(Actions à réaliser):
**A.** Reproduisez à l'identique, dans l'extrait sur les transitions présidentielles américaines, le passage qui va de « Il a fallu presque » jusqu'à « majorité au Sénat). » inclus.
**B.** Rédigez la suite du texte sur les transitions présidentielles américaines, en reprenant juste après sa dernière phrase.

(Extrait présenté):
--
Les transitions présidentielles sont rarement simples aux États-Unis lorsqu'elles concernent un président sortant vaincu. On se souvient notamment de l’interrègne chaotique, à partir de fin 1932, entre le président sortant H. Hoover et F.D. Roosevelt. Comme Trump, le Républicain avait une forte aversion pour son successeur Démocrate, partiellement paralysé, qu’il surnommait "le caméléon sur une couverture" et accusait de mettre les États-Unis "en marche vers Moscou".

D’autres similitudes entre les deux personnalités et situations politiques interpellent… Hoover abhorrait le grand projet de New Deal de Roosevelt qu’il a activement torpillé. En fin de mandat, il a notamment laissé une grave crise bancaire s’enraciner au point que de nombreux États – dont le Nevada, l’Iowa, la Californie – avaient dû suspendre leurs opérations bancaires normales, pour empêcher les déposants de retirer leurs espèces. Sur la Covid-19, Trump imite Hoover. Trump a longtemps interdit à son groupe de travail sur le coronavirus d’informer l’équipe de transition et a retenu des informations sur l’OWP (Operation Warp Speed), l’effort de l’administration pour produire un vaccin.

Il a fallu presque une décennie à FDR pour installer son New deal

Les nominations judiciaires de haut niveau de Trump empêcheront Biden de gouverner par le biais de décrets et de directives réglementaires. Avec un Sénat républicain, l’avancement de la législation et la confirmation des candidats aux postes administratifs vont probablement être compliqués par Mitch McConnell (chef de la majorité au Sénat).

Récemment, le Trésor américain s’est réapproprié certains outils de lutte contre la crise de la Fed (facilités de prêt d’urgence). La Fed devra restituer les fonds inutilisés de cinq programmes expirant fin décembre. La réorientation des fonds est un mauvais signal. Au premier abord, cette non-extension semble inappropriée, compte tenu de la fragilité des perspectives économiques et de la résurgence de la crise sanitaire.
--
(Données sources):
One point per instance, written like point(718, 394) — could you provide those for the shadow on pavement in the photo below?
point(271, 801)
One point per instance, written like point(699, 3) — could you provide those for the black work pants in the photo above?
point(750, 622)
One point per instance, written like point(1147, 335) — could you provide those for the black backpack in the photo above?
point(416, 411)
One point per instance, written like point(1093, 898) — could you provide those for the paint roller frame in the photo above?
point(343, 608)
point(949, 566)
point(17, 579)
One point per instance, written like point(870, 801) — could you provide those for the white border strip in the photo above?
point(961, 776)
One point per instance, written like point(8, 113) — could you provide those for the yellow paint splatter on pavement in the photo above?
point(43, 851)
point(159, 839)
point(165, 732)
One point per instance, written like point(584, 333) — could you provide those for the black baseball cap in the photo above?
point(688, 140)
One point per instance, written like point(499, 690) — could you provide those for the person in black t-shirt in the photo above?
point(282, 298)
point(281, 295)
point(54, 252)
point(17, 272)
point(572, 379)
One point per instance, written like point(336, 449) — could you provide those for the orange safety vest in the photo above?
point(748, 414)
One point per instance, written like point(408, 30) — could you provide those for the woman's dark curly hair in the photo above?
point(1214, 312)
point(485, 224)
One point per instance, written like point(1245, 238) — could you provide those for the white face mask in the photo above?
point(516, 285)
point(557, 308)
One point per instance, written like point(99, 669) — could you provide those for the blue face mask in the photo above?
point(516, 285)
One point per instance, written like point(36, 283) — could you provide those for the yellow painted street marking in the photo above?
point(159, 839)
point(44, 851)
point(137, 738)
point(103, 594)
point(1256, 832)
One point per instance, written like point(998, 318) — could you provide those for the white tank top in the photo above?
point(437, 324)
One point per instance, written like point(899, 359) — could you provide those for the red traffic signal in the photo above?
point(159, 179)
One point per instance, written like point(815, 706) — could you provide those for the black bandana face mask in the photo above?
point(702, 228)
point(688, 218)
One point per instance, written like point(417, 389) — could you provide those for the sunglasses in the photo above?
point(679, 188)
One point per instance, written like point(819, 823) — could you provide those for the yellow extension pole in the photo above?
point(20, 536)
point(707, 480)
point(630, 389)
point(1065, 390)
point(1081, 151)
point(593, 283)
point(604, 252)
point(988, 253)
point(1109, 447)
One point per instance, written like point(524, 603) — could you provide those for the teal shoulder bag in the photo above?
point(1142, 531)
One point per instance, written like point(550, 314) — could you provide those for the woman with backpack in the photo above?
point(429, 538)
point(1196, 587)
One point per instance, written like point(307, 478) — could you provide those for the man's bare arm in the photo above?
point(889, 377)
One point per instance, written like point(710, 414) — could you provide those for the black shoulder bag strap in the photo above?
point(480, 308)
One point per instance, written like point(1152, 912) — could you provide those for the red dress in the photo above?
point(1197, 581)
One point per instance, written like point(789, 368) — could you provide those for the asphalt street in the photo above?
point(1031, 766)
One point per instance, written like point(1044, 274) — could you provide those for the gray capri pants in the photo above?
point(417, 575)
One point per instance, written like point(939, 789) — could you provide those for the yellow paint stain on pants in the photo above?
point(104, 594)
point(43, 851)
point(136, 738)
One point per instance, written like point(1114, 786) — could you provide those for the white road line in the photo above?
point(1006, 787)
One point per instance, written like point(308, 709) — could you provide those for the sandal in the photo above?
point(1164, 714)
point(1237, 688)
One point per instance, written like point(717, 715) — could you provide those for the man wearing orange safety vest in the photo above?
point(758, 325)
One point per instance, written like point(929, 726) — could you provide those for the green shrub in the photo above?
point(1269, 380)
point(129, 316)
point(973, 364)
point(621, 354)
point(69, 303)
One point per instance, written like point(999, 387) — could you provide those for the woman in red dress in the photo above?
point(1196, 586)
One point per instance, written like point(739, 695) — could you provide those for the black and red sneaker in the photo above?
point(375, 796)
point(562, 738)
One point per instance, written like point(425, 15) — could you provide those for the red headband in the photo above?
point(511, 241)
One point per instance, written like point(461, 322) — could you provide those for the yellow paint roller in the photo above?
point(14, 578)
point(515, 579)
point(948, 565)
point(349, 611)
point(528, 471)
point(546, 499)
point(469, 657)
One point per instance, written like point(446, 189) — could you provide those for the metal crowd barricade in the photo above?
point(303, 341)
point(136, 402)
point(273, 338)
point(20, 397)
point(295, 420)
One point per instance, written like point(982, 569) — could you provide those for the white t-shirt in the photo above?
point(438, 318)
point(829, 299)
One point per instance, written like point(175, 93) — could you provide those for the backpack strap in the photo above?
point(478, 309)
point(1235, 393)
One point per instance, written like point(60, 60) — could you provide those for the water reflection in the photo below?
--
(Résultats par consigne):
**A.**
Il a fallu presque une décennie à FDR pour installer son New deal

Les nominations judiciaires de haut niveau de Trump empêcheront Biden de gouverner par le biais de décrets et de directives réglementaires. Avec un Sénat républicain, l’avancement de la législation et la confirmation des candidats aux postes administratifs vont probablement être compliqués par Mitch McConnell (chef de la majorité au Sénat).

**B.**
On retiendra que, malgré l’obstruction active de Hoover, FDR a finalement mit en œuvre son New Deal, qui structura la politique et l’économie américaine pendant des décennies. Dans la même veine, une version des plans démocrates d’Infrastructure et de « Green » New Deal verront très probablement le jour. Fondamentalement, ils reflètent une orientation idéologique que la majorité des électeurs ont choisie. Les députés Républicains qui lorgnent – déjà – sur les élections de mid-term savent bien quels risques ils prendraient à s’y opposer trop frontalement. En ce qui concerne la politique monétaire, la Fed a encore beaucoup de munitions. Les 450 milliards de dollars retirés par Mnuchin pourraient retourner au Congrès. Trump prépare peut-être un mini-accord juste avant Noël, dont il revendiquerait certainement le mérite… Ce scénario de sortie serait plus gracieux que ses pathétiques péripéties judiciaires. D’ailleurs, vendredi dernier, M. Mnuchin a lancé un ballon d’essai en suggérant très directement au Congrès de s’approprier ces milliards pour dénouer les négociations bloquées sur un mini-deal. Affaire à suivre…

La démocratie et les institutions américaines vivent un moment critique, mais elles devraient continuer à faire preuve de résilience.

Dans un mauvais scénario (peu probable), une nouvelle confrontation entre le Trésor et la Fed serait une mauvaise nouvelle pour les marchés à court terme. Dans un scénario plus favorable (et plus probable), on s’achemine vers un mini-accord, synchronisé avec une sortie gracieuse de Trump en décembre. Il ne reconnaitra probablement pas pour autant sa défaite. Cela fait longtemps que les investisseurs ne s’en soucient plus!